> [Source text]
[Start of Attachment]
You might be overthinking this. If natural laws are written in mathematics, who wrote them in the first place? A law is a social category, so the very notion of natural laws is implicitly theistic or deistic. As Davies says, this notion is a hangover from the early modern period which was still beholden to Christendom and to religious metaphors.
A law is also different from a nomic relation. The former is linguistic whereas the latter is metaphysical (or physical, cosmological, biological, etc). My point was that laws as linguistic, human formulations obviously depend on the existence of life, whereas there could be nomic relations even in a lifeless universe. Nomic relations are on the noumenal side of the Kantian divide, whereas natural laws are how we understand those real relations.
Davies and the other scientists often ignore that distinction so they equate the laws with the nomic relations, thus unwittingly (and annoyingly) entailing theism or deism. If the linguistic aspect of the nomic relations is real and objective, not just subjective or dependent on scientific inquiry, there would have to be an original lawgiver.
[End of Attachment]
> [Dataset]
[Start of Attachment]
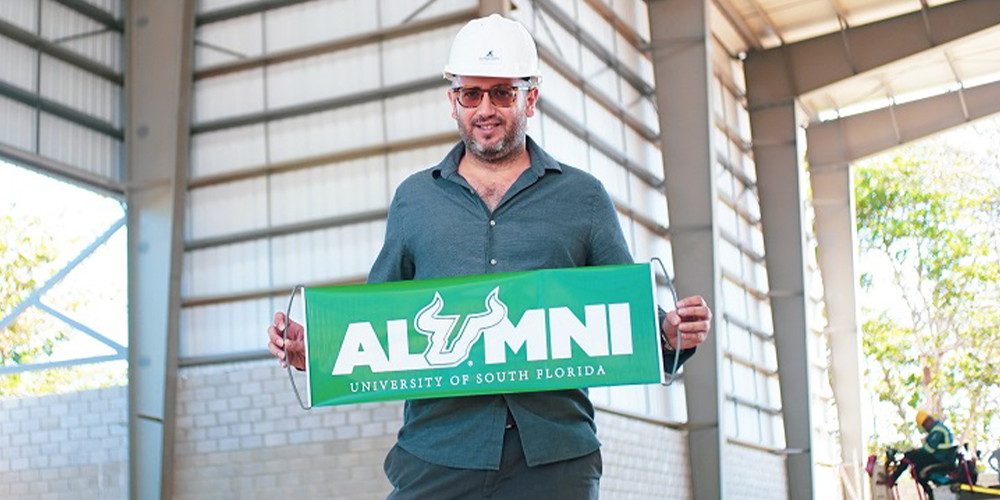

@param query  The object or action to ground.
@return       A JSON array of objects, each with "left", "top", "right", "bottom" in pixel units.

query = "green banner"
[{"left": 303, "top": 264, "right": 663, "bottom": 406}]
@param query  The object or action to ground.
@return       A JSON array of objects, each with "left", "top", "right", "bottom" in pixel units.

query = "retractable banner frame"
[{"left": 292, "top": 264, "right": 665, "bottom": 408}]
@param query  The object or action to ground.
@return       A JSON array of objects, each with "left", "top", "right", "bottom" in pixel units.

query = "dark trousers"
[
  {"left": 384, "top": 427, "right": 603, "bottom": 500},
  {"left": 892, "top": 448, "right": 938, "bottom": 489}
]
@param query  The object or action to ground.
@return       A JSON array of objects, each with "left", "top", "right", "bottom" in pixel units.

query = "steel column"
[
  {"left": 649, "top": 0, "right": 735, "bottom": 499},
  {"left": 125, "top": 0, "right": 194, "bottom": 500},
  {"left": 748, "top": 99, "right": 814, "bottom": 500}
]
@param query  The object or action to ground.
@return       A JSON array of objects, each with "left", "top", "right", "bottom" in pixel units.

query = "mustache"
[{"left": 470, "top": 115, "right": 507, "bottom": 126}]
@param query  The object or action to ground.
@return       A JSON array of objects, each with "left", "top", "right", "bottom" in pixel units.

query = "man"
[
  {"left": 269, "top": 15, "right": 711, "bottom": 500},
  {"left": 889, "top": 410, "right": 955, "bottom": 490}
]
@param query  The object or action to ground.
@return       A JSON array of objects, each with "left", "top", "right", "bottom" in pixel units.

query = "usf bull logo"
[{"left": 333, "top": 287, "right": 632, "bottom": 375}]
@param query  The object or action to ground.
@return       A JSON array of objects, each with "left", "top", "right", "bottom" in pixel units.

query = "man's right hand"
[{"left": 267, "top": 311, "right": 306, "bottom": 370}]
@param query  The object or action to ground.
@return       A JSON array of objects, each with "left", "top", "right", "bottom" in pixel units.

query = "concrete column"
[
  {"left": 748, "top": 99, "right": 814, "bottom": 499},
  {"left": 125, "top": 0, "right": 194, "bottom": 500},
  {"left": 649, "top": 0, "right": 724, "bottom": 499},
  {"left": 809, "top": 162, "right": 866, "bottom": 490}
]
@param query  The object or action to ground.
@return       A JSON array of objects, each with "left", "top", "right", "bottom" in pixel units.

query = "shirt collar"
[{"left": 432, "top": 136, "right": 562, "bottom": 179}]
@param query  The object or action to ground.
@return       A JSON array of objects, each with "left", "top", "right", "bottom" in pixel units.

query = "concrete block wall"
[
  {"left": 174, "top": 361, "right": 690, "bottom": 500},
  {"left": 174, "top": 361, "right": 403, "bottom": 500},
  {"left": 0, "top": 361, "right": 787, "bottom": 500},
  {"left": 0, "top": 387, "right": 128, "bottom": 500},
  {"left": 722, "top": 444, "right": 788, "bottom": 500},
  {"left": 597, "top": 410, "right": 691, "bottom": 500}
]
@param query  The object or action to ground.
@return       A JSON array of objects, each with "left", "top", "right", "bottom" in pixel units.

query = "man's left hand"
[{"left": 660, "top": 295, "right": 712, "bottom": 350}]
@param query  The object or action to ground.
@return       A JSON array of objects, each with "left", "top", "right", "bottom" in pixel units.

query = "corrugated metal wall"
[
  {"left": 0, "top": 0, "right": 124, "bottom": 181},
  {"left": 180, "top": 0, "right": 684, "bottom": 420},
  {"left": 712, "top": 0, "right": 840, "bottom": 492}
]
[End of Attachment]
> [Task A]
In the passage on natural laws, edit everything from "You might be" down to "those real relations.", replacing "Kantian divide" with "Kantian boundary".
> [Task B]
In the passage on natural laws, on which side of the Kantian divide are nomic relations placed?
> [Task C]
Write the next part of the passage on natural laws, picking up after its final sentence.
The material has no role in this work.

> [Response A]
You might be overthinking this. If natural laws are written in mathematics, who wrote them in the first place? A law is a social category, so the very notion of natural laws is implicitly theistic or deistic. As Davies says, this notion is a hangover from the early modern period which was still beholden to Christendom and to religious metaphors.
A law is also different from a nomic relation. The former is linguistic whereas the latter is metaphysical (or physical, cosmological, biological, etc). My point was that laws as linguistic, human formulations obviously depend on the existence of life, whereas there could be nomic relations even in a lifeless universe. Nomic relations are on the noumenal side of the Kantian boundary, whereas natural laws are how we understand those real relations.

> [Response B]
The noumenal side.

> [Response C]
Regarding pantheism, I'm doing a series now on this controversial subject, so I'll be looking at it from different angles. Check back for more, if you're interested.
Yeah, I'm not so impressed by Dawkins's scientism. He just assumes that the noumenon depends on the phenomenon (to put it in Kantian terms). That is, he appeals to the human power of imagination, and says the universe must abide by that power of conception. That's similar to what theists do when they say there must be a God who created the universe, since that's the intuitive conclusion.
A world that wouldn't operate by mathematical regularity would be a supernatural one or pure nothingness. If math would apply even to those scenarios, then math would be unfalsifiable and theological in its scope, which is my deflationary explanation of math's universal applicability.